But is it enough to turn the tide? Since the 1980s the percentage of computer science degrees earned by women has fallen by more than half, to 18 from 38 percent. "Every company needs technology," Melinda Gates told BackChannel, "and yet we're graduating fewer women technologists. That is not good for society. We have to change it."

Showing Women a Future in Tech

The bleak statistics for females aiming for tomorrow's STEM fields reflect a related trend: the absence of existing women - as role models - today. Take a look around. Even with the best intentions of newly introduced help for parents, the poster children for tech-career success stories remain men in hoodies. Women held barely a quarter of computer jobs in 2011; and the number is dropping. As Girls Who Code CEO Reshma Saujani told a journalist glumly in 2011, "You cannot be what you cannot see."

This isn't an empty argument. Last year, comedy titans Tina Fey and Amy Poehler said the first spark they had that they could become titans in their field was when they saw Carol Burnett as leader and star of her own show. "It was also important for us to see that Carol was the boss," they said on the day Ms. Burnett received a Lifetime Achievement Award from the Screen Actor's Guild. "It was her show. And that implanted in our brains and made us dream of a life where we could make comedy with our friends but also be their boss."

(Dataset extract)
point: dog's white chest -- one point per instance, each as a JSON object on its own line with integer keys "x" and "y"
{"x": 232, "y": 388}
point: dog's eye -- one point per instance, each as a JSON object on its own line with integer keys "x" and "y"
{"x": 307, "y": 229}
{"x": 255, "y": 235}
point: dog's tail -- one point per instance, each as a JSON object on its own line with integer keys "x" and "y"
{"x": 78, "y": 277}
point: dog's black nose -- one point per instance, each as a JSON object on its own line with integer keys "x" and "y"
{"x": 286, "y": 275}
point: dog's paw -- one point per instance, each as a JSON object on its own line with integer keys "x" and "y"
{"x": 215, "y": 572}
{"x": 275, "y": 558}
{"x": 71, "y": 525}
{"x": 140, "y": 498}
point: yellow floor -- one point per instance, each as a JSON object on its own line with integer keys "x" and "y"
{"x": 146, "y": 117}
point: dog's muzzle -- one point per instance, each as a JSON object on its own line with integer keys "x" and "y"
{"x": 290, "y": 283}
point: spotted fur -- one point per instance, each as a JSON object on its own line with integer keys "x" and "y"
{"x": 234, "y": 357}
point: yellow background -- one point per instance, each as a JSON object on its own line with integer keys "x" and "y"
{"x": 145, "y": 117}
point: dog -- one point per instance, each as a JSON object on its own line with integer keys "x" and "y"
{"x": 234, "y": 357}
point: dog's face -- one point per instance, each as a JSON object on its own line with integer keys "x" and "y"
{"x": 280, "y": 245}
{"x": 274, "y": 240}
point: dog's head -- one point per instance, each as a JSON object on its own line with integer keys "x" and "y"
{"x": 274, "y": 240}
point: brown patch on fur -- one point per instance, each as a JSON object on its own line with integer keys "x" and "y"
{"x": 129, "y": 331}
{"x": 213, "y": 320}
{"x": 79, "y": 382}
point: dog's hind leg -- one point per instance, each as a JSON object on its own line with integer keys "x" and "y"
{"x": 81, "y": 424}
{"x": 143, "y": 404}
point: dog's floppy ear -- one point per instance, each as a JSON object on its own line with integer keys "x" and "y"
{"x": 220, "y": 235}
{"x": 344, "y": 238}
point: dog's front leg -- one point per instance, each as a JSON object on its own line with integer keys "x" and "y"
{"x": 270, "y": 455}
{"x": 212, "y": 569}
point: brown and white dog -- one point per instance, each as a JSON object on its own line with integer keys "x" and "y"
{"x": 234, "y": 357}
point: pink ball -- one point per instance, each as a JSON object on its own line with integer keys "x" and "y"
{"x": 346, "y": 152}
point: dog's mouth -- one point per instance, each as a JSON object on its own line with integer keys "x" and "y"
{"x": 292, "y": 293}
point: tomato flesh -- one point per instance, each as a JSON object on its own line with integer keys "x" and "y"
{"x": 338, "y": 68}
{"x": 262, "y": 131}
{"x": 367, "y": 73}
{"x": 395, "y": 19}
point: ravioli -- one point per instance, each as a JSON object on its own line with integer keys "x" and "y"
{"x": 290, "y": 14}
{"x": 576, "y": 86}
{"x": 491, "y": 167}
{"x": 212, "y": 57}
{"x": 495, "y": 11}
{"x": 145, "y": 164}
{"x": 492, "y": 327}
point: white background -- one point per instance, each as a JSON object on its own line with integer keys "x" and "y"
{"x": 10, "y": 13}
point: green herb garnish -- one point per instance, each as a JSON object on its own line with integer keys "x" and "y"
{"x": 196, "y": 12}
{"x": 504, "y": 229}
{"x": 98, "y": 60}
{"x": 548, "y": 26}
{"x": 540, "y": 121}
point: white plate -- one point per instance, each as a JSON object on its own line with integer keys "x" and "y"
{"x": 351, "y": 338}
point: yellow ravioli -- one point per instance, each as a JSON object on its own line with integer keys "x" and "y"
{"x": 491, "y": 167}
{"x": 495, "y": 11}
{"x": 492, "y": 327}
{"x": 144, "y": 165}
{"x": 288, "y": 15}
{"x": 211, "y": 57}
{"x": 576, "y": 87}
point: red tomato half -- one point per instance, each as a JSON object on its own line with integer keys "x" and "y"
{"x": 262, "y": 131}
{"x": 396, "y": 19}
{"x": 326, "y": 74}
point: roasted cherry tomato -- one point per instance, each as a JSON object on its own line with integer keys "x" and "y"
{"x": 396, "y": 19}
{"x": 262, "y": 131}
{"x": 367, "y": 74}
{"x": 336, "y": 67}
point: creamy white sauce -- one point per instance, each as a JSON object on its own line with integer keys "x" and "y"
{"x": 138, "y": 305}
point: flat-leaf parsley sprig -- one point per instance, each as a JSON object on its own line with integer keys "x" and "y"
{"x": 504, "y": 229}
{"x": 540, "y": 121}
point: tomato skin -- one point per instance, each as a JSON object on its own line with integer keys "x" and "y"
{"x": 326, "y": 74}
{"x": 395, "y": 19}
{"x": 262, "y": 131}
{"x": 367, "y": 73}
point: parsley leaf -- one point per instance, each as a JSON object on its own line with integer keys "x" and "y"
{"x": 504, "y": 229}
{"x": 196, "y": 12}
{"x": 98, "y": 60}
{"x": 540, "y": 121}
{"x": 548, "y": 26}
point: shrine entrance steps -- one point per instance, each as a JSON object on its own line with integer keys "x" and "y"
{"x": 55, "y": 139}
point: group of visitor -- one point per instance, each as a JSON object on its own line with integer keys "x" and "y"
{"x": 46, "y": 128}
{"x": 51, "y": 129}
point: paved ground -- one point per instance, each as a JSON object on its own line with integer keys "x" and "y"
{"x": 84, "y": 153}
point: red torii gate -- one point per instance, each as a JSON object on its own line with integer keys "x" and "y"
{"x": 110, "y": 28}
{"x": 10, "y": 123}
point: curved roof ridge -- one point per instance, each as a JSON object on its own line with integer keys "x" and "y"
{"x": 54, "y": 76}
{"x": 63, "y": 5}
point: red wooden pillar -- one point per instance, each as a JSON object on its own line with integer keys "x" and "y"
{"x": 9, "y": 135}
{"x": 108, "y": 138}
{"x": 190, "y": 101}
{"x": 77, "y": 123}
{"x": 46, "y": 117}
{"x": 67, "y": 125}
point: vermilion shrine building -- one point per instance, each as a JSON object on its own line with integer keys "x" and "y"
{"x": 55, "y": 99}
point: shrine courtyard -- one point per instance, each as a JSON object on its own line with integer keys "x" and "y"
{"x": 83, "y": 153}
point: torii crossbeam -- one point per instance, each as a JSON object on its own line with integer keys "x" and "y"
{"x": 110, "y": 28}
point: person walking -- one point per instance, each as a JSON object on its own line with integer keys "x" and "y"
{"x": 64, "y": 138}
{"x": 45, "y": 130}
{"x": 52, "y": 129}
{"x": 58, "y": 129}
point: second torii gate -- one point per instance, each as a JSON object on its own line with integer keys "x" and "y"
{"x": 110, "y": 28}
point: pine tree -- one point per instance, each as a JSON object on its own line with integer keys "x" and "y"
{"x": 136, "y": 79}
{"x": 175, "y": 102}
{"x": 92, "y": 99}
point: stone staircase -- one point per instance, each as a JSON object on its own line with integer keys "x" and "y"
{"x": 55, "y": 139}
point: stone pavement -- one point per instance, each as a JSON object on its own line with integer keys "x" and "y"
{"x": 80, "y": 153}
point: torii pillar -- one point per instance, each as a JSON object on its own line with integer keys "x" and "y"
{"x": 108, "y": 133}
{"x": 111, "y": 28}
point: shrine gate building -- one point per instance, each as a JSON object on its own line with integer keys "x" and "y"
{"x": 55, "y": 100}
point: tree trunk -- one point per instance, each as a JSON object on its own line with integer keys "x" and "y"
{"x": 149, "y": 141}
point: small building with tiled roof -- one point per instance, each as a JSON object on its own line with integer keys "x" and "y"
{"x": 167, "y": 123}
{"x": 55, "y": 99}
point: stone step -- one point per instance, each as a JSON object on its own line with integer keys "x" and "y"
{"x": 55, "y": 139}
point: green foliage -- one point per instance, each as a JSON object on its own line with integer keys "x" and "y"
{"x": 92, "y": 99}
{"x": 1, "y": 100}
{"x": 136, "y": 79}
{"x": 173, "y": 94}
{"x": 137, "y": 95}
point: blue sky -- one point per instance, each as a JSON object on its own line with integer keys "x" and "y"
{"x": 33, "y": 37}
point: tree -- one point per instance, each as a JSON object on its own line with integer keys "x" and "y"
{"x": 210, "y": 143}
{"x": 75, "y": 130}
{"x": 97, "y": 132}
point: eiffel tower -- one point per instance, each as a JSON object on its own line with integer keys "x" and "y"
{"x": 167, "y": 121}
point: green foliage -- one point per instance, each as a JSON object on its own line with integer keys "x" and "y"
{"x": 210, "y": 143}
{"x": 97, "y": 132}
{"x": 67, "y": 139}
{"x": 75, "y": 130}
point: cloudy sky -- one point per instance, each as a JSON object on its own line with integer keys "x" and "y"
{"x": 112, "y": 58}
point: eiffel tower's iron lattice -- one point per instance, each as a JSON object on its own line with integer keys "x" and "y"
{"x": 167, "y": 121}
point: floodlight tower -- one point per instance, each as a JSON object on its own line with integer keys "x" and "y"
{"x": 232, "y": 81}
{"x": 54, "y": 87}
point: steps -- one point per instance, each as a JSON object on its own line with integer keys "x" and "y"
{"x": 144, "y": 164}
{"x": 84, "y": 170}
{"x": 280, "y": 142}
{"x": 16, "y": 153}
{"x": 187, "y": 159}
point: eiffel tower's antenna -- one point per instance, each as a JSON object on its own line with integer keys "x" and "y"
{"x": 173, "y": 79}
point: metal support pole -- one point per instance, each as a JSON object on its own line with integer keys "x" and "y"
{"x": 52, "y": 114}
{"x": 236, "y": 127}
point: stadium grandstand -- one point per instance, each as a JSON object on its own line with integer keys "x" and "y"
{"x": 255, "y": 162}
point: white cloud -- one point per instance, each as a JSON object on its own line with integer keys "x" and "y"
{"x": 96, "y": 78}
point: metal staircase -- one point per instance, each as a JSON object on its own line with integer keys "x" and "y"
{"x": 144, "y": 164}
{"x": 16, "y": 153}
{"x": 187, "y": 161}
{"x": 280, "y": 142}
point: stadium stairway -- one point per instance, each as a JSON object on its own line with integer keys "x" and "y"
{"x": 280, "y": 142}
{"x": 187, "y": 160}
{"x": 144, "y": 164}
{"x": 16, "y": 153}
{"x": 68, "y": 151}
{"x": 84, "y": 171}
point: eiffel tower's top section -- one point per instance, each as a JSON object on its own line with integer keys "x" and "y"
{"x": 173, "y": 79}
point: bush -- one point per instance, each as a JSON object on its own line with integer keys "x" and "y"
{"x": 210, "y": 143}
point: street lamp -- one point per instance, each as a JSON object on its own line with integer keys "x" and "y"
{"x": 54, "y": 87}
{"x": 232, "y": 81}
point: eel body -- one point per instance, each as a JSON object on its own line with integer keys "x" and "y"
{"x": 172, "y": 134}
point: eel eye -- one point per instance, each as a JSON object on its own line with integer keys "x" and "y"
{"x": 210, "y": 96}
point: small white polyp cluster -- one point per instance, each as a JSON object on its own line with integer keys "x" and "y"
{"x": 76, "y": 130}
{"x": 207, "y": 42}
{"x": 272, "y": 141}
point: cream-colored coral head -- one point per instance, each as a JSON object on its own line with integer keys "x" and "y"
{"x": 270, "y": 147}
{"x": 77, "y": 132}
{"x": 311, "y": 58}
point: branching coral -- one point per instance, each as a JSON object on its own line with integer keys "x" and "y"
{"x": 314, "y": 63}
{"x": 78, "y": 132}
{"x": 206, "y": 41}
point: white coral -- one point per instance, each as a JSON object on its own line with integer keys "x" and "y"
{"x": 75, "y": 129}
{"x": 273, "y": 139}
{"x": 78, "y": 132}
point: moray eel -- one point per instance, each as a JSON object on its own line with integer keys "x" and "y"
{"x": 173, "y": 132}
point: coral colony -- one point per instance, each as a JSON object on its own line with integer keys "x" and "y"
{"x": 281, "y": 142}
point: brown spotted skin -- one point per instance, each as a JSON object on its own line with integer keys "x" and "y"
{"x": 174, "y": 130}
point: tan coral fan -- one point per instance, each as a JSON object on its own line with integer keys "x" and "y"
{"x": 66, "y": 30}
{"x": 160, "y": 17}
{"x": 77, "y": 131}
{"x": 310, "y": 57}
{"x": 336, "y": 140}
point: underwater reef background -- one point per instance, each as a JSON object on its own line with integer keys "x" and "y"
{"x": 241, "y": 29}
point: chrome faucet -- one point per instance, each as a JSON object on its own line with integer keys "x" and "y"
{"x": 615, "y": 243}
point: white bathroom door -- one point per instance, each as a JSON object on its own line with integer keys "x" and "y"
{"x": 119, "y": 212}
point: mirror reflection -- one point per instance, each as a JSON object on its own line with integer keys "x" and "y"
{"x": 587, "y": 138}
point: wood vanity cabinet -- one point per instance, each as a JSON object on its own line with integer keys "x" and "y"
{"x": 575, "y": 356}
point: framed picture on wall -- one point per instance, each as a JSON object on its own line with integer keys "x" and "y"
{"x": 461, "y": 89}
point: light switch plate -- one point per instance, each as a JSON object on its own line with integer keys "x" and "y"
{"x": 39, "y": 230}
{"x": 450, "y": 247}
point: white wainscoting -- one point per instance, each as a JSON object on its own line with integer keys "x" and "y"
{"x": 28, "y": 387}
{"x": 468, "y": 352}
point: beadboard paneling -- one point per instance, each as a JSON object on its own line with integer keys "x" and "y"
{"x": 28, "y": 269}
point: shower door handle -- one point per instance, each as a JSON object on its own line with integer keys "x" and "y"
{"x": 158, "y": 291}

(Exercise task 1) In the text on women in tech, who said "You cannot be what you cannot see"?
(Exercise task 2) Resume the text on women in tech, picking up right after its final sentence.

(Answer 1) Reshma Saujani, the CEO of Girls Who Code, said it.

(Answer 2)
Why Women in Tech Role Models are in Short Supply

But finding those women-in-tech examples remains a challenge. And there's reason to worry it will remain so. Last March, tech writer Madeline Vuong wrote about missed opportunities - such as women left to pump breast milk in a server room - that inadvertently roll out the unwelcome mat. It's an illustration that, as we've said before, leave alone will only get you so far.

"Without other infrastructure like child care or lactation support," she wrote on Geek Wire, "women will still quit their jobs."

That exodus is a big miss. Women told our Modern Family Index they're eager to be moms and professionals. But after children, they're meeting skepticism and judgment that's potentially fueling a hasty - and unfortunate - exit. The vicious cycle: few women staying in tech, few female role models promoting the field, and so few young girls who can see how it's done.

Of course,  some women do work in technology, as evidenced by news of today's up and comers being courted to sit on boards at some of the big Silicon Valley companies. But to get girls into the field, it's going to take more than high-profile executives or celebrities on screens. To entice those women of tomorrow, young women and girls will have to see success in their own back yards.

And that will require helping women - even after they start families - to thrive in those roles today.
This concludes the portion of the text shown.